Supplied material ::
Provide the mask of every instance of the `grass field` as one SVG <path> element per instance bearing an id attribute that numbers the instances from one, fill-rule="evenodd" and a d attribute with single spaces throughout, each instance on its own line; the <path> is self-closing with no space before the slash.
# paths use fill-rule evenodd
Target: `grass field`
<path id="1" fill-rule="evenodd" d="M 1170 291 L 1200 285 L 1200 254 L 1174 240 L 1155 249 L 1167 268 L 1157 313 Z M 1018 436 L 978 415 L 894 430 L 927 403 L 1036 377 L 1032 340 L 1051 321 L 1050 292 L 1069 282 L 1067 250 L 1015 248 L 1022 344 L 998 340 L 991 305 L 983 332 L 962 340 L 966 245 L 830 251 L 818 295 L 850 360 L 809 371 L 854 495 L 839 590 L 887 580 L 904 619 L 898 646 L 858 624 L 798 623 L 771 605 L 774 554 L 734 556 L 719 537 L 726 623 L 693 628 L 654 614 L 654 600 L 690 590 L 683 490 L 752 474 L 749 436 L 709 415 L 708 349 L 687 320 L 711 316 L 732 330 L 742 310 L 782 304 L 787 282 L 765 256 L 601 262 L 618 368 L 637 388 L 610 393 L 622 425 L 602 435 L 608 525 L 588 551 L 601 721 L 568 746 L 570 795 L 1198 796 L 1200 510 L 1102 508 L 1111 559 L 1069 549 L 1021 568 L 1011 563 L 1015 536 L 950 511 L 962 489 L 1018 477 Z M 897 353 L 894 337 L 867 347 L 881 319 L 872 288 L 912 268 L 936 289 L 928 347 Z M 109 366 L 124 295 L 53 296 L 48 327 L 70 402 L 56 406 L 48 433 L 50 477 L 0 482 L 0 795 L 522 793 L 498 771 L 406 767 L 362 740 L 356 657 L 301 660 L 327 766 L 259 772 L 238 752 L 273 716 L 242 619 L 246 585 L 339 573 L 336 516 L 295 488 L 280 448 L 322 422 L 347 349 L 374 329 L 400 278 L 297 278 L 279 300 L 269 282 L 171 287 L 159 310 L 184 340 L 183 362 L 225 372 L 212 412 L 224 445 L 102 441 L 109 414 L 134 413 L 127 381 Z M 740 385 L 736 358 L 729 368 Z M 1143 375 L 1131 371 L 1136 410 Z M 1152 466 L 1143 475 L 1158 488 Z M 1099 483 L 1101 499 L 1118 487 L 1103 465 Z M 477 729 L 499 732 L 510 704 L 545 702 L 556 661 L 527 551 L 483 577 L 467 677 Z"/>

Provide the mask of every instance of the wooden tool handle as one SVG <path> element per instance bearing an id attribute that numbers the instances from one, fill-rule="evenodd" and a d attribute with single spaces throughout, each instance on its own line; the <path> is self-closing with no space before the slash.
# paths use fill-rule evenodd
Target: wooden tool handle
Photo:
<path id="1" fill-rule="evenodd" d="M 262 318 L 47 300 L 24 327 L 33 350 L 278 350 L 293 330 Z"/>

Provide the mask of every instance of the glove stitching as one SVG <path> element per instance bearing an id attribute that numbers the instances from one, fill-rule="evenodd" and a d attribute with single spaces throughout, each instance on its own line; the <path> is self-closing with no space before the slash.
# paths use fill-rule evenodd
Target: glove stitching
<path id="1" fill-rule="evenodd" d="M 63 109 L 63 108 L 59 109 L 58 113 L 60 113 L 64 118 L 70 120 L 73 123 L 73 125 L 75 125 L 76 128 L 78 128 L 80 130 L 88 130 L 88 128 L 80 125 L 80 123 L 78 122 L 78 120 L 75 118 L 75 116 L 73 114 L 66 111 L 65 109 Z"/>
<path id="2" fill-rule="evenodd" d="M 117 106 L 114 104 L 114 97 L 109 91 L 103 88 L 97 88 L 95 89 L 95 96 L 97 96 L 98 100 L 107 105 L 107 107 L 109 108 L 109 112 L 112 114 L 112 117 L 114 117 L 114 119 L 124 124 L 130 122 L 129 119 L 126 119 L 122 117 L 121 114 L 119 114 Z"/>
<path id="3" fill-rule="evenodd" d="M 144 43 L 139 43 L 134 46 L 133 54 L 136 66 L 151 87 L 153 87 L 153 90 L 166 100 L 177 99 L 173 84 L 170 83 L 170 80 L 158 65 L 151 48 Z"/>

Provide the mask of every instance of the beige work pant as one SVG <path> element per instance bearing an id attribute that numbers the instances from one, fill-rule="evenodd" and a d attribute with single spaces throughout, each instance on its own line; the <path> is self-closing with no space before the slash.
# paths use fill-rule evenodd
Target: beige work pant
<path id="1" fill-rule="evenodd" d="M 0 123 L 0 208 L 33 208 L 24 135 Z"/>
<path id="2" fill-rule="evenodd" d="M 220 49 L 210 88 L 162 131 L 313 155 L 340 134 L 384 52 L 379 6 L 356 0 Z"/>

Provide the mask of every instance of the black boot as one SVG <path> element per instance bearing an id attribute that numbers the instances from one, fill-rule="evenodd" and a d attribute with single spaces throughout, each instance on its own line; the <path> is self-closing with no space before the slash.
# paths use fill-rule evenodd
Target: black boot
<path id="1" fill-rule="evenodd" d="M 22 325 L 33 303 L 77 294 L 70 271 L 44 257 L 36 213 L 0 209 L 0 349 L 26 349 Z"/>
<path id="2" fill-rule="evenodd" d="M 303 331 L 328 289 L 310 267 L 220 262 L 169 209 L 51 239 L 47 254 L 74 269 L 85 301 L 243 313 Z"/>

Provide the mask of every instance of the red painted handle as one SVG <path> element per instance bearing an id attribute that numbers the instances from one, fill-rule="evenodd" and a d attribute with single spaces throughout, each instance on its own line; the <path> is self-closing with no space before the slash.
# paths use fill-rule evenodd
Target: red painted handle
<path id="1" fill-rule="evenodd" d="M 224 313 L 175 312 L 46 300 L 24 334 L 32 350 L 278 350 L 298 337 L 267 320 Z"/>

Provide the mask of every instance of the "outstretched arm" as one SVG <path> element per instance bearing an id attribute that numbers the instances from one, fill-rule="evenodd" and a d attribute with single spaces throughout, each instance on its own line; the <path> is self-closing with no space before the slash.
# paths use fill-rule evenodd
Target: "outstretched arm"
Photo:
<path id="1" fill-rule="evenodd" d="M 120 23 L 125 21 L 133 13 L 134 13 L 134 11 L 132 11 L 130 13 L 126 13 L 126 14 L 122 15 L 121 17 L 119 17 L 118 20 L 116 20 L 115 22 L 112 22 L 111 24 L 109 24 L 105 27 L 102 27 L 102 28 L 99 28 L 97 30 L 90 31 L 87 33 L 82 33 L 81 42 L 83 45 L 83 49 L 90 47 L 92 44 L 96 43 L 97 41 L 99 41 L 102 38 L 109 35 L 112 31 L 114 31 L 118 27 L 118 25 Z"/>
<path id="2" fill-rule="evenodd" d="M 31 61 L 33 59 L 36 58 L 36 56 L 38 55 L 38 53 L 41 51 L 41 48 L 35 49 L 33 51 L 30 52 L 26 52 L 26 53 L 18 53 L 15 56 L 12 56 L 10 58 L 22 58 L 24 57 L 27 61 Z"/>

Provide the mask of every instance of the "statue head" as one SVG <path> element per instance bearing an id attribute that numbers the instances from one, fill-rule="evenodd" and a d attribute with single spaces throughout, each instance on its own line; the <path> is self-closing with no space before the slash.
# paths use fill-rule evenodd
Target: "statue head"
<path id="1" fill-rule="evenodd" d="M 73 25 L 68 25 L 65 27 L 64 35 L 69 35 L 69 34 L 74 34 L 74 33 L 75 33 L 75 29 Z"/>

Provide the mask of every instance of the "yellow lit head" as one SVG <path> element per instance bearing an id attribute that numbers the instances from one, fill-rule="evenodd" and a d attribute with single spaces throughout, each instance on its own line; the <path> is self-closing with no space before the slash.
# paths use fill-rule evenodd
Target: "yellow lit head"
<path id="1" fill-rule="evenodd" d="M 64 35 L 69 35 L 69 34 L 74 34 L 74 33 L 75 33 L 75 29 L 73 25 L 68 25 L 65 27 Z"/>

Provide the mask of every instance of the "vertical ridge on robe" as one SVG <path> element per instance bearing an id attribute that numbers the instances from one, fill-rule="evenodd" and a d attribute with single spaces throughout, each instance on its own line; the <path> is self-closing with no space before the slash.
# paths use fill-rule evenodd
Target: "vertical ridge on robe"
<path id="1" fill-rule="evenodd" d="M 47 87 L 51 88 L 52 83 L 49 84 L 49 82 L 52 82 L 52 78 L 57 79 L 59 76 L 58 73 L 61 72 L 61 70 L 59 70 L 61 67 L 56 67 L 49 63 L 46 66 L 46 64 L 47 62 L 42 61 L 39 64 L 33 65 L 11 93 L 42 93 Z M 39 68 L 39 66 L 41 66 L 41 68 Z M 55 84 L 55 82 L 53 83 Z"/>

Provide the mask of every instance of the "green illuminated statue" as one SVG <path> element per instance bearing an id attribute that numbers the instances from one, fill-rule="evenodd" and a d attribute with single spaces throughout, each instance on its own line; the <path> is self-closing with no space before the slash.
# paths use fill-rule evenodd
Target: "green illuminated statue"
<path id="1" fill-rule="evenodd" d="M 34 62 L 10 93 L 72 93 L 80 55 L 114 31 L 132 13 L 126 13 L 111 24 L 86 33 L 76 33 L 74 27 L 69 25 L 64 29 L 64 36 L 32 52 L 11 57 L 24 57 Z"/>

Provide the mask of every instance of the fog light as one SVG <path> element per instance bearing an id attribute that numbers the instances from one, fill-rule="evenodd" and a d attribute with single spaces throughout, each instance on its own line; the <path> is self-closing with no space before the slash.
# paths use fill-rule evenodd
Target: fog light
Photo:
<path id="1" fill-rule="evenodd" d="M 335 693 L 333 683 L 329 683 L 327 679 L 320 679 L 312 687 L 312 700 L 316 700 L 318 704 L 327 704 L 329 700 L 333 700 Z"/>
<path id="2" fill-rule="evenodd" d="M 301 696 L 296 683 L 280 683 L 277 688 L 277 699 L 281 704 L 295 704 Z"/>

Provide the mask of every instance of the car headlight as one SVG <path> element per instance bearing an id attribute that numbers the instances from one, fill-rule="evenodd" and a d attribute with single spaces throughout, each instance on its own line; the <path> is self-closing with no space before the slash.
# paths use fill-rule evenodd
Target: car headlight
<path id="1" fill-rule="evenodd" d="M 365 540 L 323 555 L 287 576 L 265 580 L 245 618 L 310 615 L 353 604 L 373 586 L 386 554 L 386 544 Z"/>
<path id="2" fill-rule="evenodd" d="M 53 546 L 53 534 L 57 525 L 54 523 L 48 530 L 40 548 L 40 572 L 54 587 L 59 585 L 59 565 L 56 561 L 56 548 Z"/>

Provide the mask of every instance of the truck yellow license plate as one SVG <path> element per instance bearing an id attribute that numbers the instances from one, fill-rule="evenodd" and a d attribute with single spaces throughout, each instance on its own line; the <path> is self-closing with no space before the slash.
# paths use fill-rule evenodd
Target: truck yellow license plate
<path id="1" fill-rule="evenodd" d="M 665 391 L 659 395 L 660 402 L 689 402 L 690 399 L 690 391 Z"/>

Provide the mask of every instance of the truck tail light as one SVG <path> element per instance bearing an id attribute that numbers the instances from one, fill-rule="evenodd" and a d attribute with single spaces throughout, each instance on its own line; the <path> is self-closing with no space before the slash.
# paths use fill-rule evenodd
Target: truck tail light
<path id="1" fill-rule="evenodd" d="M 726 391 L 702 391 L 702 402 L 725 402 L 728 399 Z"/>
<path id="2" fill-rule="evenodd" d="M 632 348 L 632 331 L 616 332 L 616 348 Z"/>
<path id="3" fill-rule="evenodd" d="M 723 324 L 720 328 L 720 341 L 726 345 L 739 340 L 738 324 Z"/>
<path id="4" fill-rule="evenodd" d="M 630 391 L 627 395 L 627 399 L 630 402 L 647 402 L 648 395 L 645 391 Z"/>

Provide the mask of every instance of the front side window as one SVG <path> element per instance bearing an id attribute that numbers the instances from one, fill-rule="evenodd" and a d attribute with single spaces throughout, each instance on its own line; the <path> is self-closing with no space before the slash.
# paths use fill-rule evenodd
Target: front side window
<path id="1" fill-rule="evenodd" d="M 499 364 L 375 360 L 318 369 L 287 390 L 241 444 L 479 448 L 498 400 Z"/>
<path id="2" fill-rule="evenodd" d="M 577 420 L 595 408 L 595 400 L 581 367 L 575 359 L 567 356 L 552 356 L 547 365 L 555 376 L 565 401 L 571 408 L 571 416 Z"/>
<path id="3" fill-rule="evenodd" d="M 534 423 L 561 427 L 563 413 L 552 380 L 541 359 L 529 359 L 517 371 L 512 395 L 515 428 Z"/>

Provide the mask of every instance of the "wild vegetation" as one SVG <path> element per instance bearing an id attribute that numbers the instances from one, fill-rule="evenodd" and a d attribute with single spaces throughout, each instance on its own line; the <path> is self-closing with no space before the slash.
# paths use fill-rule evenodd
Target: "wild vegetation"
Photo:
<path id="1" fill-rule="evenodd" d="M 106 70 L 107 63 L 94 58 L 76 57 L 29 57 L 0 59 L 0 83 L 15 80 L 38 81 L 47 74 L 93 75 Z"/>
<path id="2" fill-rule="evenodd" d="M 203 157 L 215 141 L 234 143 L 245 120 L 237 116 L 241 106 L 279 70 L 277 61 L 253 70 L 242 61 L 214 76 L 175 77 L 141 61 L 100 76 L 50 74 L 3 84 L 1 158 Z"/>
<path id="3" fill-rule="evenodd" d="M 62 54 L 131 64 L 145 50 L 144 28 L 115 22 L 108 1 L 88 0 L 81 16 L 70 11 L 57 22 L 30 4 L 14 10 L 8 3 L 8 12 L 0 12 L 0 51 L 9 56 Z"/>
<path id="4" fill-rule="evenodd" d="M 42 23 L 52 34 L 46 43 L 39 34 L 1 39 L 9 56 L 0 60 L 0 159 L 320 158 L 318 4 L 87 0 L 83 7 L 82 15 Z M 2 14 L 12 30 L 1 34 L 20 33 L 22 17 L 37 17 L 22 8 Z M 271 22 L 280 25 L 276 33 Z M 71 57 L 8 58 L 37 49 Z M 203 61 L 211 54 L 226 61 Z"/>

Exercise goal :: All lines above that include the word "wild" should be located and copied.

Written response ::
Provide the mask of every instance of the "wild vegetation" as one SVG <path> element per instance bearing an id attribute that numbers the instances from one, fill-rule="evenodd" and a d attribute with single spaces throughout, each instance on its own line; the <path> is self-closing with no space before the slash.
Target: "wild vegetation"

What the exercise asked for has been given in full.